- Text provided -

Milk production by the sow is a major limiting factor in the growth and survival of her litter. Knowledge of porcine milk composition, as well as understanding genetic factors underlying its variation, is a matter of ongoing interest. In this study, we performed the first exhaustive characterization of the porcine milk transcriptome derived from whole milk samples. The goal was to highlight differences in samples collected during early and mid-lactation and compare transcriptome profiles of dams across multiple parities.
A limited number of milk transcriptome studies in livestock have been conducted [9, 21-25], and to date, RNA-Seq of porcine milk has not been reported. Non-invasive sampling of the transcriptome of milk-producing cells via RNA secreted into porcine milk provides a powerful window into the biology of swine lactation. Lemay et al. [26] showed that RNA extracted from milk provides a better representation of RNA from mammary epithelial cells than RNA from whole mammary tissue.
Total RNA was isolated from 130 fresh whole milk samples (65 colostrum and 65 mature milk) from dams across four parities. In most milk transcriptome studies, milk is fractionated, and RNA is extracted from somatic cells, milk fat, or whey. Total RNA concentrations tend to be higher in the milk fat and somatic cells than in the whey fraction, while RNA integrity of somatic cells is higher than those of milk fat and whey [27, 28]. Low RIN values in this study (average RIN = 4.0) are likely due to the presence of small amounts of cytoplasmic material in milk fat globules [29], bacteria and small RNAs (miRNA) in the fat fraction [30], and degraded and/or free RNAs. Each milk fraction has its own place in research settings. The advantages and disadvantages of each RNA source has previously been summarized [26]. In this study, we chose to utilize whole milk samples in order to capture the broader transcriptomic signatures of porcine colostrum and milk. We were able to process the samples much more quickly than had we fractionated the milk, and our sample represents the entirety of what is being ingested by the growing piglet.

- Excerpted records -
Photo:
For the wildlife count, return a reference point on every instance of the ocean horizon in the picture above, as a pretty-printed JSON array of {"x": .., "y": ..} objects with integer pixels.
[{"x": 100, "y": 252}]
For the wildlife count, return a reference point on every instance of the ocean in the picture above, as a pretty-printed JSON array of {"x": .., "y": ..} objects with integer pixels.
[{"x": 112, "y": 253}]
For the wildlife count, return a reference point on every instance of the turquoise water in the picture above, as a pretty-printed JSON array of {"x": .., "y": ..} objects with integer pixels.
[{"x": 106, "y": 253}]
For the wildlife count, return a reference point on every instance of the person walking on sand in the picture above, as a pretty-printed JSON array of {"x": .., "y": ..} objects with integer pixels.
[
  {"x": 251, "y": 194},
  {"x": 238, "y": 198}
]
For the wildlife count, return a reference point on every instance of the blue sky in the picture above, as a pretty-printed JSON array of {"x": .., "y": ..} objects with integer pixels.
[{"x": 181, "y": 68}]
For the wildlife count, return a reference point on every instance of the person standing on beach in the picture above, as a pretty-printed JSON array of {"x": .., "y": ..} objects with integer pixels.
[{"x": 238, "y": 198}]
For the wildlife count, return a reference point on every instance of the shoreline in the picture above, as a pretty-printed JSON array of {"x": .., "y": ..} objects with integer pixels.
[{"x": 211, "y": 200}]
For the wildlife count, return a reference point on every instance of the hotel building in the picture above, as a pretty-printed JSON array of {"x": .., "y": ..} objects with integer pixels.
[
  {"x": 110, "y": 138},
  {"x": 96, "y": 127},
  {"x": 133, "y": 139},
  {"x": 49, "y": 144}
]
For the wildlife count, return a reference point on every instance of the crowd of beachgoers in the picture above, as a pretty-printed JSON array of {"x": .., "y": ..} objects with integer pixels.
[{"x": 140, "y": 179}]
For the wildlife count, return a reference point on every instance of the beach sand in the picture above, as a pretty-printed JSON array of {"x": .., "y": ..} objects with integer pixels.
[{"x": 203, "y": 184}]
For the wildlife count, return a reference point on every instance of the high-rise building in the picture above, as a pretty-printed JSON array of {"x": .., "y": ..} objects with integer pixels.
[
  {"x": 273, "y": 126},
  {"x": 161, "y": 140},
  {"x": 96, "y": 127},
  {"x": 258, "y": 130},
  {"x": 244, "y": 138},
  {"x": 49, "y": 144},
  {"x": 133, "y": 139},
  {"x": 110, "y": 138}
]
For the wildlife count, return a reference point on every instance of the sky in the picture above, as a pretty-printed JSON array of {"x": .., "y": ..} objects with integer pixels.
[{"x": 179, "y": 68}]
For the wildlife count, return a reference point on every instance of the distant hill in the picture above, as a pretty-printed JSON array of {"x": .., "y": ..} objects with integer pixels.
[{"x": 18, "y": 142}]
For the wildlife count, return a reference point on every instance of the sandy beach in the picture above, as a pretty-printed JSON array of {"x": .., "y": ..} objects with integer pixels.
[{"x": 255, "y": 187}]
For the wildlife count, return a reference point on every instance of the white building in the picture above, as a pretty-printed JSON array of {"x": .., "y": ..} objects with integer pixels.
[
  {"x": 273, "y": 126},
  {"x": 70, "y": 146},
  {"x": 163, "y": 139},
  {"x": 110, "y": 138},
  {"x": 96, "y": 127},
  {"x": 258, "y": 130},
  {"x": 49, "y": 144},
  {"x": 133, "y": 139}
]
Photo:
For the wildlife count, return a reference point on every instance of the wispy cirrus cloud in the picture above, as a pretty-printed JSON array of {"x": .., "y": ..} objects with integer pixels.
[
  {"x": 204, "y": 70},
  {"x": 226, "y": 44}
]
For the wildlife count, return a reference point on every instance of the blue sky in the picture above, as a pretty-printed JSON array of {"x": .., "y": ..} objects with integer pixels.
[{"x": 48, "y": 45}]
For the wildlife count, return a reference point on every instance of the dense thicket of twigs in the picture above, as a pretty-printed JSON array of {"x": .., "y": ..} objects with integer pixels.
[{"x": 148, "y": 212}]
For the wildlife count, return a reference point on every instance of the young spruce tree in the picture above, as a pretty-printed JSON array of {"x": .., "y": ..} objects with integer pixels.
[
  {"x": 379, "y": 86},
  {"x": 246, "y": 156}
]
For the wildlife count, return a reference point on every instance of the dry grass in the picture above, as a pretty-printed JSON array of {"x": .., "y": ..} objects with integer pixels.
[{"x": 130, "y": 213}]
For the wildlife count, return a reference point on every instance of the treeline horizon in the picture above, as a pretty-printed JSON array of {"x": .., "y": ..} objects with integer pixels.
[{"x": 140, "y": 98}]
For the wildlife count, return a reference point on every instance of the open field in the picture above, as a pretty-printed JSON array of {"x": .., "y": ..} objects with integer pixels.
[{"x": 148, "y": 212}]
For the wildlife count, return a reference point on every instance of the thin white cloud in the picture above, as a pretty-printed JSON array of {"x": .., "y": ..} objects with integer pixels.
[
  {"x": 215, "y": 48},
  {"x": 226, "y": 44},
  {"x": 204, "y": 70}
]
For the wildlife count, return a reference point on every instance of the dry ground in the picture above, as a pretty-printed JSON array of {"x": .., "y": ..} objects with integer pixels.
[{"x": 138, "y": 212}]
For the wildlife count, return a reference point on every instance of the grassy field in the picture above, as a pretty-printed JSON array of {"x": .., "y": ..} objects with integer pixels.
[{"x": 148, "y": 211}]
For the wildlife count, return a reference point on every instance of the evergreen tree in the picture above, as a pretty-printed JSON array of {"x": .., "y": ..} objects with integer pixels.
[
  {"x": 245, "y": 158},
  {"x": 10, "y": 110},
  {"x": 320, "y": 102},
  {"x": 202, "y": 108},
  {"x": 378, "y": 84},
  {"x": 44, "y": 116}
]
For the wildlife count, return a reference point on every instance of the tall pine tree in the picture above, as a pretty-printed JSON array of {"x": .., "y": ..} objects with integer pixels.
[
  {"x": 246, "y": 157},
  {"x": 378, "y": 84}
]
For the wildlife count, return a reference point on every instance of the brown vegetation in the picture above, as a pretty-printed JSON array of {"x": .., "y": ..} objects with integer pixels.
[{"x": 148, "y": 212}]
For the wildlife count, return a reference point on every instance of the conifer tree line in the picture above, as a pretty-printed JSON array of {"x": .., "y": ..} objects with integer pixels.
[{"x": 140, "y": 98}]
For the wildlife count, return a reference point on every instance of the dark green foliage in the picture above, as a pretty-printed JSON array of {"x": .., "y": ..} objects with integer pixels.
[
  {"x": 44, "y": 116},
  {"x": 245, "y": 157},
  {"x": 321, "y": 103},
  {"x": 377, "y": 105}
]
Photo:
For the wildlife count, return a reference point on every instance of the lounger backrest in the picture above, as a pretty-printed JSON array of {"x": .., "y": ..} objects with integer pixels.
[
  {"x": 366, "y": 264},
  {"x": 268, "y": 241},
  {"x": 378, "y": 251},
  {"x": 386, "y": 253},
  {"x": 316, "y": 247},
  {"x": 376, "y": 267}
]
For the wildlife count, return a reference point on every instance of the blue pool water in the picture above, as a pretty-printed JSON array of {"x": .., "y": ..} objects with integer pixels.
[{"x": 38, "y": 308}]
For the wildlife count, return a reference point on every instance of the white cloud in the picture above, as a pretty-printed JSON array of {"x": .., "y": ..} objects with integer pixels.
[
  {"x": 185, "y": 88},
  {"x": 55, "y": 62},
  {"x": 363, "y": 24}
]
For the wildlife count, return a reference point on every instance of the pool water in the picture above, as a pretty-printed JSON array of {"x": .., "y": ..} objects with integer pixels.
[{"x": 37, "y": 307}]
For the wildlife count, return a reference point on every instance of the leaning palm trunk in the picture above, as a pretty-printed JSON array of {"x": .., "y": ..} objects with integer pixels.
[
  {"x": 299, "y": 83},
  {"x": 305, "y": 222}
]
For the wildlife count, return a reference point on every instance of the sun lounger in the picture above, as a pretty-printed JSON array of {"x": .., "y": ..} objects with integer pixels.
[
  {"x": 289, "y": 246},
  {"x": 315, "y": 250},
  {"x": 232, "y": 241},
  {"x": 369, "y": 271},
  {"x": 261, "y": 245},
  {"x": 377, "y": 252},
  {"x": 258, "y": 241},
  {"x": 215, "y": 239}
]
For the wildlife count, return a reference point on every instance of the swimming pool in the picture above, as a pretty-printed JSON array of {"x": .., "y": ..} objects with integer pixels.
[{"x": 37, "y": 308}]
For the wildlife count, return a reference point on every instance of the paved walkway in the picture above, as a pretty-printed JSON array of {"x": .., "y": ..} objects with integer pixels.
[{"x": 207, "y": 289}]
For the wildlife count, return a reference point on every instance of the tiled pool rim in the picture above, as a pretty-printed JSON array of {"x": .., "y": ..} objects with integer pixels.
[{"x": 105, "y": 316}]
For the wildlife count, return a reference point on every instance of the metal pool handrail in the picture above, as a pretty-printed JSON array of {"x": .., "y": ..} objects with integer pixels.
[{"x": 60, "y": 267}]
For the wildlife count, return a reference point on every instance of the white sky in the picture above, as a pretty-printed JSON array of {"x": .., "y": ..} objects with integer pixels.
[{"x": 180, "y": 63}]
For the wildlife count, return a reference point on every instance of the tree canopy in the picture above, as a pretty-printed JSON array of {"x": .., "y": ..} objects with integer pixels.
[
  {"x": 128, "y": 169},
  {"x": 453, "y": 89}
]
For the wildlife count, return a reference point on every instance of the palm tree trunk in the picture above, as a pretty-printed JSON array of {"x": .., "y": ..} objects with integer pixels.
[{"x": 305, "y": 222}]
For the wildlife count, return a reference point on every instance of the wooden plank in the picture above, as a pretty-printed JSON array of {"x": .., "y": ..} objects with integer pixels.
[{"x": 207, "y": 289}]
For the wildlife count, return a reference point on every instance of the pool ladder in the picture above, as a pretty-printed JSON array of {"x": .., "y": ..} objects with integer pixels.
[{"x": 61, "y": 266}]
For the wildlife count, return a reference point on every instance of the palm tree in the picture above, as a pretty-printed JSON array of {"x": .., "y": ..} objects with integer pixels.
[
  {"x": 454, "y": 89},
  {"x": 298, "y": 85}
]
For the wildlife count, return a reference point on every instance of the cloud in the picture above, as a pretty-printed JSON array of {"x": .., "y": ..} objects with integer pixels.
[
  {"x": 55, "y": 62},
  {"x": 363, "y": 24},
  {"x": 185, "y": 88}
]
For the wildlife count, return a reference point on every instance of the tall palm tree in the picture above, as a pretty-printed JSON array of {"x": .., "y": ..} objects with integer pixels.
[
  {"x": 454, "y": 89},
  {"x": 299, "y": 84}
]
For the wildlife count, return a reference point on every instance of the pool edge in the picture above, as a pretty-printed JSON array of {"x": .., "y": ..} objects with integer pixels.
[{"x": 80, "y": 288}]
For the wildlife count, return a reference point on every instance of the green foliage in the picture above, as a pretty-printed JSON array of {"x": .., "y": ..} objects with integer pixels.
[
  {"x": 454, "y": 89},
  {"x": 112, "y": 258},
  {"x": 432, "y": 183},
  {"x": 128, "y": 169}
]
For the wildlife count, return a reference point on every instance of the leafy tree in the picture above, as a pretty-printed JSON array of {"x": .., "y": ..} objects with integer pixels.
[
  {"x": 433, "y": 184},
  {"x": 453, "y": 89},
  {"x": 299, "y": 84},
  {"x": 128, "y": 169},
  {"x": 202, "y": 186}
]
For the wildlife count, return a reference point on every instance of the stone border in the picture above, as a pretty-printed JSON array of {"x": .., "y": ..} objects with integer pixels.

- Tasks to complete -
• 1. Summarize the porcine milk passage in exactly two sentences.
• 2. Repeat word for word the stretch of the porcine milk passage from "Milk production by" through "across multiple parities.".

- Answer section -
• 1. The study performed the first exhaustive characterization of the porcine milk transcriptome from whole milk samples, aiming to highlight differences between early and mid-lactation and to compare dams across multiple parities. Total RNA was isolated from 130 fresh whole milk samples from dams across four parities, and whole milk was used rather than fractionated milk to capture broader transcriptomic signatures and to represent everything the growing piglet ingests.

• 2.
Milk production by the sow is a major limiting factor in the growth and survival of her litter. Knowledge of porcine milk composition, as well as understanding genetic factors underlying its variation, is a matter of ongoing interest. In this study, we performed the first exhaustive characterization of the porcine milk transcriptome derived from whole milk samples. The goal was to highlight differences in samples collected during early and mid-lactation and compare transcriptome profiles of dams across multiple parities.